───── SUPPLIED PASSAGE

While it's true that Wolf was in office when the tax expired, its gradual phaseout had been set in law by the time he was sworn in. What the ad doesn't mention: The tax had been scheduled to expire in 2010, but reductions were paused as Pennsylvania and the rest of the country faced significant economic headwinds amid the Great Recession.

In the bigger picture, two of the state's largest business trade groups say Wolf's proposals and policies have created, or threatened to create, more burdens for small businesses. In some cases, Republicans blocked the measures from becoming law.

For example, Wolf has proposed raising the state income and sales taxes. In Pennsylvania, about 80 percent of small businesses, known as pass-through companies, file their taxes on personal income returns, according to the National Federation of Independent Business.

Wolf has also proposed raising the minimum wage from the federal $7.25 an hour to $12. Some economists support a higher minimum wage, arguing that lower-paid workers spend a greater share of their earnings, thus stimulating growth.

However, businesses generally oppose government mandates like this, and the Pennsylvania Chamber of Business and Industry says Wolf's proposal would lead to job losses. The state's Independent Fiscal Office found a hike to $12 an hour, phased in over three years, would result in the loss of 33,000 jobs by 2021.

Business groups also pointed to a rule imposed by the Wolf administration following enactment of President Trump's tax law, the Tax Cuts and Jobs Act.

The federal law helped encourage investment by allowing businesses to deduct 100 percent of the cost of a new purchase — such as a new piece of machinery — in the first year it was put to use. Typically, such costs are deducted over time — a process known as depreciation.

But the state Department of Revenue announced in January that companies must include those costs in calculating their corporate income tax. The legislature passed a bill reversing part of that decision, and Wolf signed it into law in June.

"We don't know how much business was lost" in the interim months, said Rebecca Oyler, state legislative director for the National Federation of Independent Business, which represents 14,000 small businesses in Pennsylvania. "We weren't able to be competitive for investment."

The NFIB has endorsed Wagner.

Business groups are also irked by Wolf's proposal to overhaul the state's overtime rules. The governor wants to boost the minimum pay that certain workers would have to earn to be exempt from overtime.

──────────
───── DATA EXCERPTS

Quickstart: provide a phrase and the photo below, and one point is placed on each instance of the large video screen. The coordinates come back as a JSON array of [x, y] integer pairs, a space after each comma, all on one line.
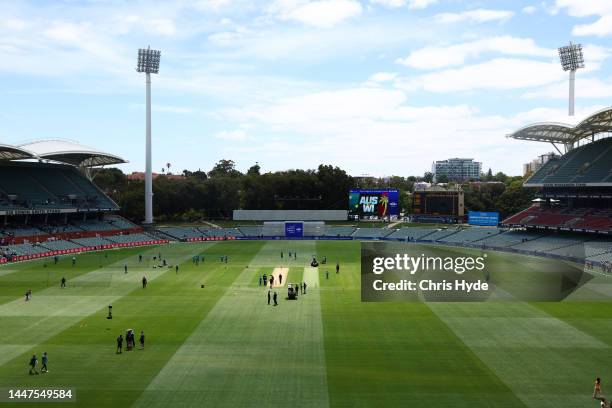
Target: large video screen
[[378, 203]]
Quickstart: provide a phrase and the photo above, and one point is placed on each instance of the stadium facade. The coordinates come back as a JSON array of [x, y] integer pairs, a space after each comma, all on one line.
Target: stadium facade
[[49, 205], [457, 169], [574, 189]]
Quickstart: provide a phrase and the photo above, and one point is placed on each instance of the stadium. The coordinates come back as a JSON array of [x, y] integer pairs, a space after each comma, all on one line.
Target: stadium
[[211, 340], [301, 287]]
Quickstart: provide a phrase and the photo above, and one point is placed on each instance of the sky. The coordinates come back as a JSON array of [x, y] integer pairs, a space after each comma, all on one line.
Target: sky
[[376, 87]]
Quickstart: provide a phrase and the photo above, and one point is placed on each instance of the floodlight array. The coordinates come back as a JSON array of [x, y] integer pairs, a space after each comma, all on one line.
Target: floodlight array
[[571, 57], [148, 61]]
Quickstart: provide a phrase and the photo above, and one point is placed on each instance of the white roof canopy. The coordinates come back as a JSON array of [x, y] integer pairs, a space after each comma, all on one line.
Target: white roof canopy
[[599, 122], [8, 152], [69, 152]]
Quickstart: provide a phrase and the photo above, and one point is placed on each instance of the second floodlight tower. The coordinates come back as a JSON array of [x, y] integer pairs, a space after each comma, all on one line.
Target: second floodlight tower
[[148, 62], [571, 60]]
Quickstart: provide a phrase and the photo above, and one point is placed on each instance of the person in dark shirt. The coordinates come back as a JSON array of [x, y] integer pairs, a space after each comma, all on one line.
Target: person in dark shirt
[[33, 363], [45, 360]]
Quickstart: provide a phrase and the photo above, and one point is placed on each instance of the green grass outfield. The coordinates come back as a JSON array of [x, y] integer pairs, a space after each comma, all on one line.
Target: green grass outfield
[[223, 346]]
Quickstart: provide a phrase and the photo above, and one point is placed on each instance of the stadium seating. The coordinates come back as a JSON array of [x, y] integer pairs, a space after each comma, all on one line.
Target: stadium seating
[[250, 230], [440, 234], [224, 232], [23, 249], [549, 243], [127, 238], [119, 222], [37, 185], [509, 238], [91, 241], [22, 232], [470, 235], [589, 163], [59, 245], [411, 233], [182, 232]]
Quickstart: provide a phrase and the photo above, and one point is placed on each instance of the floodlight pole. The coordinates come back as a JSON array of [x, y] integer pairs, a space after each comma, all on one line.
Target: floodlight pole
[[148, 62], [571, 92], [148, 168]]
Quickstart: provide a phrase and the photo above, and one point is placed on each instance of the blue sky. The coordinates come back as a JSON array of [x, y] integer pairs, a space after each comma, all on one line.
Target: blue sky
[[376, 87]]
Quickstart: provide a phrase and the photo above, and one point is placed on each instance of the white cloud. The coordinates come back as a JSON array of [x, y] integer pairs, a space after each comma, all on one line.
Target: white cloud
[[232, 135], [593, 88], [496, 74], [320, 13], [212, 5], [529, 9], [600, 28], [412, 4], [476, 16], [585, 8], [452, 55], [342, 122], [383, 77]]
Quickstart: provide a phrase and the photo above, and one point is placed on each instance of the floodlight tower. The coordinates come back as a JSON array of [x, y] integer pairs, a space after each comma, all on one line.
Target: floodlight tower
[[148, 62], [571, 60]]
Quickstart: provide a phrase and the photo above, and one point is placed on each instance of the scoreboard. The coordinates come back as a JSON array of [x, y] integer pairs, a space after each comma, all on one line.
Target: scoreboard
[[374, 203], [442, 204]]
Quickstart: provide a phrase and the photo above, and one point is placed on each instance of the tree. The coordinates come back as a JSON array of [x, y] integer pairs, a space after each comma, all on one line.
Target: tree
[[224, 168], [442, 178], [254, 170]]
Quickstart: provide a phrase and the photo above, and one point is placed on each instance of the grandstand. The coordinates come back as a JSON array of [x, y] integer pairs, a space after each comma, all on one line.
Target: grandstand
[[51, 207], [574, 191]]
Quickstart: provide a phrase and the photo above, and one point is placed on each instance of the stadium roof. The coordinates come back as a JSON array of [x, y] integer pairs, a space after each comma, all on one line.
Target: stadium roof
[[14, 153], [69, 152], [599, 122]]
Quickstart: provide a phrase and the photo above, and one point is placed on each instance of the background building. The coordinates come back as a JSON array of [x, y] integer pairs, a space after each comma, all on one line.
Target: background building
[[456, 169], [535, 164]]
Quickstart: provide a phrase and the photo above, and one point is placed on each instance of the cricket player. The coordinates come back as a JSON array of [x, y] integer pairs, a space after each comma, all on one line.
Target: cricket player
[[45, 360], [33, 364]]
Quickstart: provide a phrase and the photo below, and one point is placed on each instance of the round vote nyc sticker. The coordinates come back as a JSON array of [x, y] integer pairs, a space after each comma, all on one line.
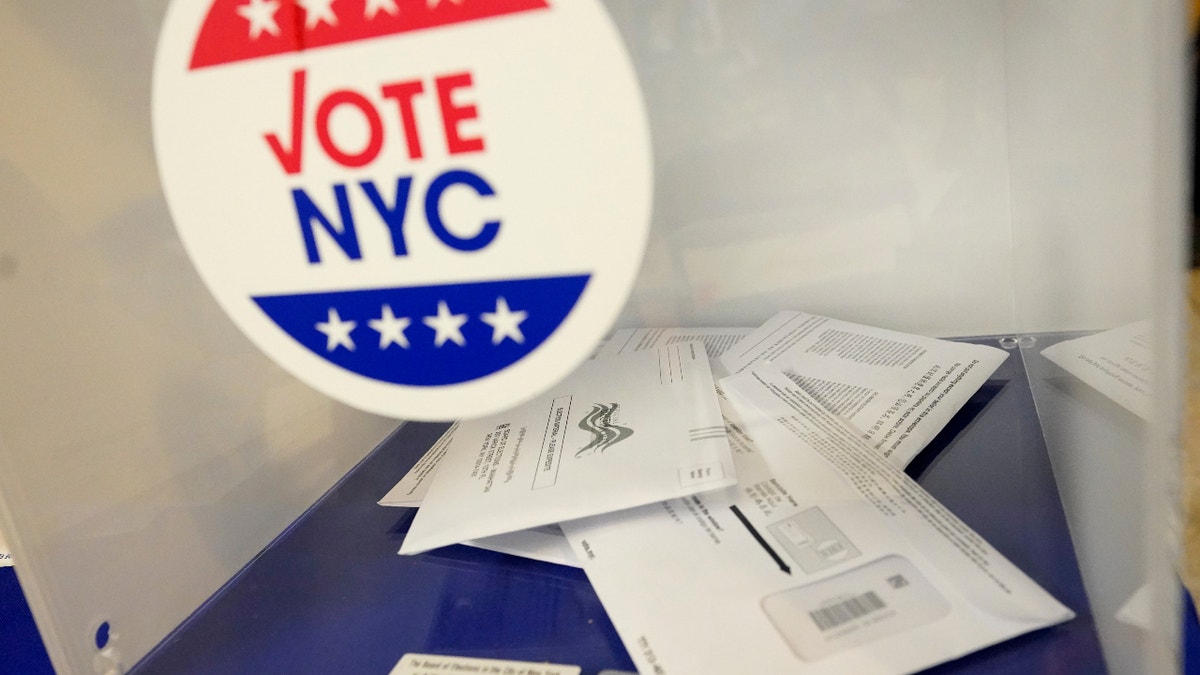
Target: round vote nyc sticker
[[426, 209]]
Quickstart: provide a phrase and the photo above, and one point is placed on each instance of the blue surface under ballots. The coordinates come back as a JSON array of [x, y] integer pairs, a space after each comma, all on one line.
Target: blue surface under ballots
[[333, 596]]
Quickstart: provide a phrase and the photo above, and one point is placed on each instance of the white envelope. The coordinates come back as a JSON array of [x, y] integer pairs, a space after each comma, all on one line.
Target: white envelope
[[618, 432], [899, 389], [717, 340], [825, 559], [412, 488]]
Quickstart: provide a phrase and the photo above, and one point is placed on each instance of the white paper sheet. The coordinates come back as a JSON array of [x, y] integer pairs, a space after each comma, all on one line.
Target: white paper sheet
[[618, 432], [1117, 363], [412, 488], [717, 340], [545, 543], [825, 560], [900, 389]]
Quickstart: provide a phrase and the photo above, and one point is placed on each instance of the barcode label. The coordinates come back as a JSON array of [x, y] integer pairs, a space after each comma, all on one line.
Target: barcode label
[[835, 615]]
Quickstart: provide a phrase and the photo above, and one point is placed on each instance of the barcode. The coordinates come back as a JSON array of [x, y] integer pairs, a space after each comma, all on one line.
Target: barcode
[[849, 610], [831, 549]]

──────────

* **TO DO**:
A) Answer these questions using the passage on Wolf's record with businesses, one line each:
(i) In what year had the tax originally been scheduled to expire?
(ii) According to the state's Independent Fiscal Office, how many jobs would a $12 minimum wage phased in over three years eliminate, and by what year?
(iii) In what month did Wolf sign the bill that partly reversed the Department of Revenue's decision?
B) Continue the passage on Wolf's record with businesses, starting right after its final sentence about overtime rules.

* **ANSWERS FOR THIS EXERCISE**:
A)
(i) 2010
(ii) 33,000 jobs by 2021
(iii) June

B)
Under current federal rules, employers must pay low-level managers and specialized workers $455 a week (about $24,000 a year) without having to pay overtime for extra hours. The Wolf administration's proposal would double that threshold to $921 a week (about $48,000 a year) by 2022.

Gene Barr, president and CEO of the state Chamber of Business and Industry, said he considered the rules more burdensome than those proposed by President Barack Obama. The federal rules were struck down by a judge last year.

But Barr, cochair of the governor's Middle Class Task Force, gave Wolf credit for acknowledging that the state needs to do more to improve workforce development.

The Wagner campaign said that Wolf's policies had been "a disaster for Pennsylvania small businesses" and that Wagner was a "proven small business owner with a detailed vision to reduce taxes and regulations on employers."

The Wolf campaign said the governor had "held business special interests accountable to the people of Pennsylvania, fighting to make corporations pay their fair share and advocating for better wages and worker protections for all Pennsylvanians."

Multiple public opinion polls have found Wolf leading Wagner by double digits.

Christopher Borick, a political scientist and pollster at Muhlenberg College in Allentown, said Wolf wants to draw a distinction between supporting big corporations — like those he'd like to slap with a severance tax on natural gas drilling — and small mom-and-pop businesses.

As a little-known first-time candidate in 2014, "the first impression a lot of folks got of his identity was around" the jeep he drove in campaign ads "and the small business," Borick said.

"It's still part of his overall public image," he said.